### Records supplied
##############################
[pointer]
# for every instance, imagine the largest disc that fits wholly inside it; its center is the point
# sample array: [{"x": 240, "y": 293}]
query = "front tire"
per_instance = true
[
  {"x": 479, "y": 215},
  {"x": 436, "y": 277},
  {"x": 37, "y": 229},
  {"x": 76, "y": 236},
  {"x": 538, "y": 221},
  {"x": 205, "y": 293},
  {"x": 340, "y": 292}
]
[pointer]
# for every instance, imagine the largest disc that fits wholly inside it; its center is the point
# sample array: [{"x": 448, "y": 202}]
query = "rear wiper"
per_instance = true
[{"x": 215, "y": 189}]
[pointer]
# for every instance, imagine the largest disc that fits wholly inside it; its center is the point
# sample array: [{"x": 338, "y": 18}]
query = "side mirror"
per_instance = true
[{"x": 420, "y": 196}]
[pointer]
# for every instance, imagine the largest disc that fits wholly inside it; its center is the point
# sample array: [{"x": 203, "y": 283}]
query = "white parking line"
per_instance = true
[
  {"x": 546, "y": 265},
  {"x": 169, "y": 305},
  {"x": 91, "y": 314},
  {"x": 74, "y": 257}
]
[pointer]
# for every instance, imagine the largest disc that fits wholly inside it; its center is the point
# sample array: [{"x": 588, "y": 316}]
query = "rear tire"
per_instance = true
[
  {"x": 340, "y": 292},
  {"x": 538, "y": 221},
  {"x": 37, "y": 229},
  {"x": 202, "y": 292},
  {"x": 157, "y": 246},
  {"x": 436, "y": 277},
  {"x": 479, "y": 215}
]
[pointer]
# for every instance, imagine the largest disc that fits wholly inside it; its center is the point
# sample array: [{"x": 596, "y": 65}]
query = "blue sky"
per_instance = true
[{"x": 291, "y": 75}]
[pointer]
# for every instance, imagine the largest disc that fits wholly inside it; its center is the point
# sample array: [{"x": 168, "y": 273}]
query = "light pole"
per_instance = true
##############################
Type out the full listing again, exactly as given.

[pointer]
# for every instance, imagine the largest disc that fits wholly inside it; its center is the point
# sample array: [{"x": 240, "y": 293}]
query = "front tire"
per_instance = true
[
  {"x": 479, "y": 215},
  {"x": 436, "y": 277},
  {"x": 37, "y": 229},
  {"x": 76, "y": 236},
  {"x": 538, "y": 221},
  {"x": 205, "y": 293},
  {"x": 340, "y": 292}
]
[pointer]
# for every instance, imagine the largest disc that fits wholly inside it; its center is the point
# sample array: [{"x": 448, "y": 202}]
query = "rear wiper"
per_instance = true
[{"x": 215, "y": 189}]
[pointer]
# for every instance, imagine the largest disc that fits wholly inside it; its center is the point
# sample array: [{"x": 338, "y": 18}]
query = "side mirror"
per_instance = true
[{"x": 420, "y": 196}]
[pointer]
# for every instance, imagine the largest disc that fits wholly inside it; its center is the point
# sample array: [{"x": 203, "y": 283}]
query = "white parking line"
per_instance = true
[
  {"x": 546, "y": 265},
  {"x": 169, "y": 305},
  {"x": 91, "y": 314},
  {"x": 74, "y": 257}
]
[pointer]
# for every instance, imagine the largest disc that fits wholly inside it; its center is the point
# sample array: [{"x": 588, "y": 316}]
query = "rear tire"
per_instance = true
[
  {"x": 340, "y": 292},
  {"x": 538, "y": 221},
  {"x": 37, "y": 229},
  {"x": 202, "y": 292},
  {"x": 157, "y": 246},
  {"x": 436, "y": 277},
  {"x": 479, "y": 215}
]
[pointer]
# for every instance, imagine the largest disc that fits wholly inside it; its center is the point
# sample array: [{"x": 596, "y": 65}]
query = "blue sky"
per_instance = true
[{"x": 291, "y": 75}]
[pointer]
# for every instance, imagine the largest disc that fits wholly inside it; its center is the point
# sample array: [{"x": 168, "y": 273}]
query = "light pole"
per_instance = true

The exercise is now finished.